# [Task to carry out]
Rescale the lines from the line with "Extract horse neck from the image above." to the line with "31 0 845 618", both included, by writing out every line in that span with each bounding-box coordinate multiplied by 0.95 and rounded to a whole number, halves up. Keep the numbers after "Example:" unchanged.

# [Source data]
· · ·

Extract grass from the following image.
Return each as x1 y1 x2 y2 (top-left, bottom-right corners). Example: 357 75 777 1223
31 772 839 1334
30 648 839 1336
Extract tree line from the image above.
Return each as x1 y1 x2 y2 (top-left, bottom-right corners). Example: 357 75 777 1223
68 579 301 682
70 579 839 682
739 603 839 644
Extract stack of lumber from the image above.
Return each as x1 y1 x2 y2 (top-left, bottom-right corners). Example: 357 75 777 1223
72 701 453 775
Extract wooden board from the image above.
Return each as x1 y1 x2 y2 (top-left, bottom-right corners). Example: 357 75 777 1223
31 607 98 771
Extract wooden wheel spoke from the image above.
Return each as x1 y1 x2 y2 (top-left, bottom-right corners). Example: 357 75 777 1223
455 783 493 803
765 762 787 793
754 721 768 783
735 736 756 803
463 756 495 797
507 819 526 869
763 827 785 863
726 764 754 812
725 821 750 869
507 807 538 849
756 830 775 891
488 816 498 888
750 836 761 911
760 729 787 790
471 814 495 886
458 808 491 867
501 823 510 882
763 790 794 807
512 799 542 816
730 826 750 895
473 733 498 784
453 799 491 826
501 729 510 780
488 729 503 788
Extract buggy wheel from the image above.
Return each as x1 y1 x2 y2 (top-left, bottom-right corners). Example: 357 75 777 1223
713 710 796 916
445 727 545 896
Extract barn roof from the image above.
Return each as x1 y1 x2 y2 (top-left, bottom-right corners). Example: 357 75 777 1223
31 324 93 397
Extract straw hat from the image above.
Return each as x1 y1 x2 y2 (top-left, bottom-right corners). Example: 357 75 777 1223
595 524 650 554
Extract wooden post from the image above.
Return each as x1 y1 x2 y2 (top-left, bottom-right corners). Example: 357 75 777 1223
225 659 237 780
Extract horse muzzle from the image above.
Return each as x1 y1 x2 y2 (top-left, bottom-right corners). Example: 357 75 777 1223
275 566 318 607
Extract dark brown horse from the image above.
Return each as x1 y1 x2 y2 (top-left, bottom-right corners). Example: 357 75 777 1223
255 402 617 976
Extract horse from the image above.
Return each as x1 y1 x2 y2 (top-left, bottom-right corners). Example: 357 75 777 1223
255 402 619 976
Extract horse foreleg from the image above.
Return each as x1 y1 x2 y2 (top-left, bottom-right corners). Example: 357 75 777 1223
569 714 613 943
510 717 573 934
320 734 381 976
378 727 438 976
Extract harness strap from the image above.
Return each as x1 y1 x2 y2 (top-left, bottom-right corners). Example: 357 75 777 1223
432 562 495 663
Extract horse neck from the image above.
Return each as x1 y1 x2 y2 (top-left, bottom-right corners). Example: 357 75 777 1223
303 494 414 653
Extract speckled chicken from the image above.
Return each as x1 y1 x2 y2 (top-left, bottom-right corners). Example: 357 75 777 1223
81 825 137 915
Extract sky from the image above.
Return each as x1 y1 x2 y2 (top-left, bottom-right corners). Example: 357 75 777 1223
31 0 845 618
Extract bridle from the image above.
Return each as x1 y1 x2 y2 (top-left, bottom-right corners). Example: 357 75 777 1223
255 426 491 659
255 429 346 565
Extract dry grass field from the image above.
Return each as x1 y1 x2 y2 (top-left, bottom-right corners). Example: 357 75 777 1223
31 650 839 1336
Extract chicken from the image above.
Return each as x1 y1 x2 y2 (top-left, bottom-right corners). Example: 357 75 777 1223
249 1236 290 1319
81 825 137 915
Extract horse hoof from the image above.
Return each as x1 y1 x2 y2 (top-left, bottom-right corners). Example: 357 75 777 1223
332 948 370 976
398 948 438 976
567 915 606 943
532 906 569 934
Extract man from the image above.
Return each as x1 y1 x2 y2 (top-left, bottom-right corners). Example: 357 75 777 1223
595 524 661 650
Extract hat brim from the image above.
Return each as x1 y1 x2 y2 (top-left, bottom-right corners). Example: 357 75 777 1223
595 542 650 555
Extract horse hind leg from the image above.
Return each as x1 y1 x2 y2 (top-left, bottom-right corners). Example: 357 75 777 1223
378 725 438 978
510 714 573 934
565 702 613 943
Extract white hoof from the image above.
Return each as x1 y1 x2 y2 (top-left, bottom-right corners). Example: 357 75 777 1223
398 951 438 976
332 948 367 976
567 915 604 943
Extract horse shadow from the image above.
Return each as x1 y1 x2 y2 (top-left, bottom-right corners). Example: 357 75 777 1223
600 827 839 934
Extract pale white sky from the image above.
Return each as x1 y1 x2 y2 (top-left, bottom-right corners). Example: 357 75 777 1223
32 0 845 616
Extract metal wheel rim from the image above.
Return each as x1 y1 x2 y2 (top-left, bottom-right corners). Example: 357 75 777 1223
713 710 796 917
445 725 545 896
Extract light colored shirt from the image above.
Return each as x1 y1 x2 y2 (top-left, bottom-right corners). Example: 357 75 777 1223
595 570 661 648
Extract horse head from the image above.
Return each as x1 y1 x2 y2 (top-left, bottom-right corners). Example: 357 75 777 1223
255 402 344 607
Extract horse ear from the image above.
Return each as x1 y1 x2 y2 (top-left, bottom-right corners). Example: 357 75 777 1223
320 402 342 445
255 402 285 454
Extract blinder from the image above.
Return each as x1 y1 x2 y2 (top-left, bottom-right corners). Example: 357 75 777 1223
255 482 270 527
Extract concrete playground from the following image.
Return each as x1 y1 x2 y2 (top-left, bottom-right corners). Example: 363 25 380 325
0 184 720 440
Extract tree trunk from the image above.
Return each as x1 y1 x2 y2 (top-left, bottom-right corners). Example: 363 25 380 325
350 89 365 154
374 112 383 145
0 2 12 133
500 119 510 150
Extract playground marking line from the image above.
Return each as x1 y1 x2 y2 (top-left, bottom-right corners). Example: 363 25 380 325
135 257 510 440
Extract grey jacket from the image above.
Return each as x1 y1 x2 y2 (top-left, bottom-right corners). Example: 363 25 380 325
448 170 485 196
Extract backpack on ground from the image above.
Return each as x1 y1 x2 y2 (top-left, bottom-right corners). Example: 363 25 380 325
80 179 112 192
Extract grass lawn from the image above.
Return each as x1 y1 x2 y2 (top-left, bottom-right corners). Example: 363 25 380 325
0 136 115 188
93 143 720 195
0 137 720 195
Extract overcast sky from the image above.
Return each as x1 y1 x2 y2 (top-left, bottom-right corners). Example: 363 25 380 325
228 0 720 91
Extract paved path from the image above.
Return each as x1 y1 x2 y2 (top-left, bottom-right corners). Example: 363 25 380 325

· · ·

# [Task answer]
Extract horse neck from the image above.
Return each as x1 y1 x2 y2 (top-left, bottom-right corners). Example: 357 75 777 1223
288 469 393 620
Extract speckled chicken from the image above.
Return each as x1 y1 x2 y2 (top-left, bottom-right corners). Example: 357 75 777 1223
77 784 130 869
Extract sky from the image above.
Return each as x1 y1 x2 y2 (top-left, bottom-right corners). Example: 357 75 777 1223
29 0 803 587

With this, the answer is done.